— Records for processing —
--- start ---

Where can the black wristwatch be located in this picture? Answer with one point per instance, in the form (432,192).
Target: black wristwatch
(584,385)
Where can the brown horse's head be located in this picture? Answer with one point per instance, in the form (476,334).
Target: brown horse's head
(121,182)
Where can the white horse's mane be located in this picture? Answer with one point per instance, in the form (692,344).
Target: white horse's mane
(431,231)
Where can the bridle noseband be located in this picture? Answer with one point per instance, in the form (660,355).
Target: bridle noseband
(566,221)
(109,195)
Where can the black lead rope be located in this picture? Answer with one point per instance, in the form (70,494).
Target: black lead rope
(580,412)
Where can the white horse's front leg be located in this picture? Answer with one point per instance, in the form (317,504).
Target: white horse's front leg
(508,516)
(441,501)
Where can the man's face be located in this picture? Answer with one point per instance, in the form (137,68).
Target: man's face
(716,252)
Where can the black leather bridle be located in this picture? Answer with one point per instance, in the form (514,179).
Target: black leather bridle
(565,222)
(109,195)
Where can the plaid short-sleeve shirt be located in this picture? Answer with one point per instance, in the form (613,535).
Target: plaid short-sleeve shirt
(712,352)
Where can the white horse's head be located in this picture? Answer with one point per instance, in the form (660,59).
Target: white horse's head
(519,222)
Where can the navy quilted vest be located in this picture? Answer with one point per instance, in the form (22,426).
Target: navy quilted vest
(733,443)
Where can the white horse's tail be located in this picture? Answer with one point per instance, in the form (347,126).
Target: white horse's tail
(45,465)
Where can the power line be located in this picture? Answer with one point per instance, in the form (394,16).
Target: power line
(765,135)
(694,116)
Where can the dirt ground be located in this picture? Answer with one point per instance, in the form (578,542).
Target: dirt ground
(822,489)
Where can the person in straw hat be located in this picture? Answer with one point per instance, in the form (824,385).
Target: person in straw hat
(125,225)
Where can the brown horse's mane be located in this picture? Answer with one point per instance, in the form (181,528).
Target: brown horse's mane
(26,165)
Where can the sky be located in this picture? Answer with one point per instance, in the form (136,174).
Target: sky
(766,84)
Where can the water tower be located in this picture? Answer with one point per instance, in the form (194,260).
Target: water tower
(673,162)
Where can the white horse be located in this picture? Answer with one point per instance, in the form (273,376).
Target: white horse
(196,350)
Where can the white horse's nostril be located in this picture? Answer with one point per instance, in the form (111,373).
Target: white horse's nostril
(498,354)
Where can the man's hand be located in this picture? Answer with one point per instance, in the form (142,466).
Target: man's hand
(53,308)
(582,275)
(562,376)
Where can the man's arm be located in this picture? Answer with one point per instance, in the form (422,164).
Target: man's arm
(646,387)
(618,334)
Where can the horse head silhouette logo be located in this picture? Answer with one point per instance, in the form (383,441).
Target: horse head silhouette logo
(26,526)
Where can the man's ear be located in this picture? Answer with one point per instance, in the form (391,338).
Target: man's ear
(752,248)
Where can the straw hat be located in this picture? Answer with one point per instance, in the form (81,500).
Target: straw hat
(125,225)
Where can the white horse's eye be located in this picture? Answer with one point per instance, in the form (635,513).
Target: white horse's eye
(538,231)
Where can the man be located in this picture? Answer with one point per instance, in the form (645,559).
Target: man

--- end ---

— Aim of the task —
Quote the data above in full, changing nothing.

— Full response —
Where can the black wristwatch be located in this picture? Answer with one point per instance, in the form (432,192).
Target: black wristwatch
(584,385)
Where can the brown horse's head be located in this picture? Answer with one point per instance, in the form (476,334).
Target: brown horse's head
(121,182)
Where can the white horse's mane be located in this picture? Answer with one point per instance, in the form (692,344).
Target: white horse's mane
(431,231)
Where can the bridle noseband be located in this picture? Answer with one point per instance, in the form (660,355).
Target: bridle noseband
(566,221)
(109,195)
Where can the black lead rope be located in this picture? Answer with one point per instance, in the form (70,494).
Target: black lead rope
(580,412)
Where can the white horse's front leg be located in this picture? Answer with one point per instance, in the form (317,504).
Target: white horse's front leg
(508,516)
(441,501)
Where can the man's face be located in this picture? Answer with one point per instance, in the form (137,68).
Target: man's face
(716,252)
Where can the black leather bridle be located in this picture? Answer with one point per instance, in the form (514,179).
Target: black leather bridle
(565,222)
(109,195)
Where can the plaid short-sleeve shirt be located in this picture? Answer with one point per instance, in the form (613,535).
Target: plaid short-sleeve shirt
(712,352)
Where can the white horse's head be located in this picture? Answer with one point per instance, in the form (660,59).
Target: white horse's head
(519,222)
Where can the navy quilted vest be located in this picture? Answer with one point per instance, in the form (22,426).
Target: navy quilted vest
(733,443)
Where can the white horse's tail be located in this picture? Answer with one point per instance, in the form (347,126).
Target: white horse's tail
(45,465)
Where can the power line be located in this picture? Answer with one point per instance, in the form (394,16).
Target: power line
(765,135)
(694,116)
Where can the dirt ground be located in this picture? Answer with one point per instance, in the form (578,542).
Target: dirt ground
(822,489)
Where can the person in straw hat be located in this picture? Answer with one point per instance, in the form (824,385).
Target: person in straw hat
(125,225)
Where can the brown horse's mane be located in this picture? Answer with one point per instance, in the form (181,528).
Target: brown horse's mane
(26,165)
Where can the sky be located in this picture? Answer with one point per instance, in the form (136,174).
Target: sky
(766,84)
Where can the water tower be located in this picture? Answer with one point per instance, in the form (194,260).
Target: water tower
(673,162)
Where can the white horse be located in this picture? Answer with one point per instance, in the form (273,376).
Target: white horse
(196,350)
Where can the white horse's nostril be located in this picture? Answer with one point per instance, in the form (111,373).
Target: white horse's nostril
(498,354)
Where can the man's hand be located in this picture? Answer with one point per instance, in the form (142,466).
Target: man's hand
(53,308)
(582,275)
(562,376)
Where can the man's arm be located in this picture? Answer with one point per instance, in the form (422,164).
Target: man's arm
(646,387)
(618,334)
Where can the horse head silhouette logo be located in this picture? Answer with one point per instance, in the form (383,441).
Target: horse head silhouette logo
(26,526)
Where can the man's ear be located in this picture? Answer with one point per instance, in the form (391,338).
Target: man's ear
(752,248)
Where can the straw hat be located in this picture? Answer with one point per instance, in the form (81,500).
Target: straw hat
(125,225)
Where can the white horse's eye be located in this picture? Answer with one point per instance, in the form (635,513).
Target: white horse's eye
(538,231)
Where can the man be located in this picture? Answer with one point per instance, in the form (645,559).
Target: man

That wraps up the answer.